§ SET TASK:
Give every line of the records below as a JSON list of strings, with one string per line and no blank lines. Leave the pictures out of the answer.

§ RECORDS SHOWN:
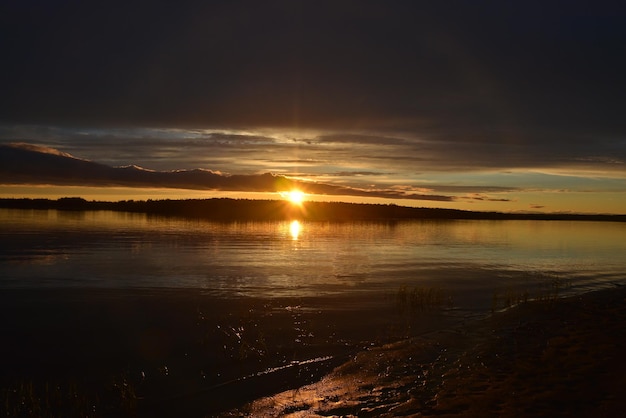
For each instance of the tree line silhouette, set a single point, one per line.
(225, 209)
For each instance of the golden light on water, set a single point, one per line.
(294, 229)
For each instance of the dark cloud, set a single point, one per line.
(456, 70)
(31, 164)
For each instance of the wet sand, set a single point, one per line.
(543, 359)
(158, 352)
(172, 352)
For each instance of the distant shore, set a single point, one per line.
(224, 209)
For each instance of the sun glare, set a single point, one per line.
(295, 196)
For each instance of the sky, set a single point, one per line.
(480, 105)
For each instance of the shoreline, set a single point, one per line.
(314, 357)
(559, 358)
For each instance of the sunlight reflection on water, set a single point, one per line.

§ WRITTEN ANSWER:
[
  "For each instance of the tree line silhouette, set a single point, one per line.",
  "(225, 209)",
  "For each instance of the golden light on water, set a single point, one per line.",
  "(294, 229)",
  "For each instance of the dark cloud, set a single point, one per line.",
  "(456, 70)",
  "(31, 164)",
  "For each instance of the wet sand, set a single point, one per line.",
  "(543, 359)",
  "(158, 352)",
  "(172, 352)",
  "For each instance of the distant shore, set a single point, one per line.",
  "(224, 209)",
  "For each instance of the sun glare, set a single point, one per line.",
  "(295, 196)",
  "For each instance of the sky, set a single point, one per line.",
  "(480, 105)",
  "For each instance of the shoreline, set a single point, one per line.",
  "(314, 357)",
  "(559, 358)",
  "For each instance of the sunlight reflection on water, set a single point, one per line."
]